What this exercise asks
A – Which usernames appear in the CC field of the bug report on kernel linker behavior on amd64 vs. i386? List all of them.
B – Translate this sentence from the bug report on kernel linker behavior into German: "On amd64, the module loads and the code in the second source file is able to access the static variable in the first source file."
C – Continue the FreeBSD bug report on kernel linker behavior on amd64 vs. i386, starting after its final sentence.

Bug 207898

Summary: kernel linker behaves differently on amd64 vs. i386
Product: Base System Reporter: Don Lewis <truckman>
Component: kernAssignee: freebsd-bugs (Nobody) <bugs>
Status: New ---    
Severity: Affects Some People CC: desk, franco, jilles
Priority: ---    
Version: CURRENT   
Hardware: Any   
OS: Any   
Attachments:
Description Flags
example kernel module source that illustrates the differing kernel linker behavior on amd64 vs i386 none

Description Don Lewis freebsd_committer 2016-03-11 09:27:29 UTC
Created attachment 168000 [details]
example kernel module source that illustrates the differing kernel linker behavior on amd64 vs i386

If one source file in a kernel module defines a symbol as static and another declares it as extern, the module fails to load on i386, with the kernel logging a message about the symbol being undefined.  I believe this is the correct behavior.  On amd64, the module loads and the code in the second source file is able to access the static variable in the first source file.

Rows
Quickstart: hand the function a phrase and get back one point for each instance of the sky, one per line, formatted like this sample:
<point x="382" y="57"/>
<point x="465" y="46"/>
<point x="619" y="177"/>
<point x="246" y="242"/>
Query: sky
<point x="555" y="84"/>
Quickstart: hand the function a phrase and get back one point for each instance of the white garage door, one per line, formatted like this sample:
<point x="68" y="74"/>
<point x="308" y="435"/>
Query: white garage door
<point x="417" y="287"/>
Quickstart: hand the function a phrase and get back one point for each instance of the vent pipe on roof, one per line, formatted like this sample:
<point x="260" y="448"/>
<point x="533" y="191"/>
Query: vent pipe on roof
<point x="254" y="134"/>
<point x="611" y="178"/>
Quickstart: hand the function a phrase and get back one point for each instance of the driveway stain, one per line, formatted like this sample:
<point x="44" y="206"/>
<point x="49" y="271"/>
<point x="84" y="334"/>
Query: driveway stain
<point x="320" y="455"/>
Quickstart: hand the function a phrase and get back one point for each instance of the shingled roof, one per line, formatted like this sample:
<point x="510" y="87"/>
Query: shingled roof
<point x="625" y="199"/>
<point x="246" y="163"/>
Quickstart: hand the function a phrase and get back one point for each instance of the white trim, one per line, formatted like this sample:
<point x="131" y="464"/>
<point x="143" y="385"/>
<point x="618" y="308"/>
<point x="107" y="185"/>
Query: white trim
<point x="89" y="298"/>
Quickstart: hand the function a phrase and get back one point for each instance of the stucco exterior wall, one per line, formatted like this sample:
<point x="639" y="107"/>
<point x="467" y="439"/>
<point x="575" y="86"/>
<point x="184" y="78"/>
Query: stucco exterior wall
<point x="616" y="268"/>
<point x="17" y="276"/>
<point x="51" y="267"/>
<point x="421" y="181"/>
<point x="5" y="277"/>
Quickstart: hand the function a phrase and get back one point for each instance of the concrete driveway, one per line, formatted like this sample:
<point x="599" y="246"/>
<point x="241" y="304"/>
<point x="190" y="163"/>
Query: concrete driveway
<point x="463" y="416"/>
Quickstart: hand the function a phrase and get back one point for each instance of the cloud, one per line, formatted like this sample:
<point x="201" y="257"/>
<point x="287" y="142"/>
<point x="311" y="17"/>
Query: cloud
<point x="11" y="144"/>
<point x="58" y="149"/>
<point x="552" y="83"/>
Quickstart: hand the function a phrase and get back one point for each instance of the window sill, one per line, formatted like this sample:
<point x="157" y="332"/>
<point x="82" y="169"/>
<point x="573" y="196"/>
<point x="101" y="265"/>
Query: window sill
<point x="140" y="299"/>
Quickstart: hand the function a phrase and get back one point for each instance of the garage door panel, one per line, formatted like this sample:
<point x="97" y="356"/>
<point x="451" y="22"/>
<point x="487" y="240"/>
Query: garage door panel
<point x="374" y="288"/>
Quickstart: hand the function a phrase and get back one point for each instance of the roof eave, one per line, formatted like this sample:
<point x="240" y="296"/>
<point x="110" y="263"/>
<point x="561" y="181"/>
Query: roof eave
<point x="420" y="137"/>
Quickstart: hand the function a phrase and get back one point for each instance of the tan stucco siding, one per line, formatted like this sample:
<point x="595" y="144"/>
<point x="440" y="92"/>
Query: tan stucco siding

Written responses
A – desk, franco, jilles

B – Auf amd64 wird das Modul geladen, und der Code in der zweiten Quelldatei kann auf die statische Variable in der ersten Quelldatei zugreifen.

C –
In the attached example, the main module source file is able to access static character arrays in the other source file when loaded on an amd64 machine.

The behavior is the same on FreeBSD 10.1 through recent 11.0-CURRENT.  FreeBSD 9.x has not been tested.
Comment 1 Don Lewis freebsd_committer 2016-03-12 07:56:36 UTC
Most of the kernel linker code is MI, but there is some MD code in /usr/src/sys/{amd64/amd64,i386/i386}/elf_machdep.c.  I didn't see anything suspicious there.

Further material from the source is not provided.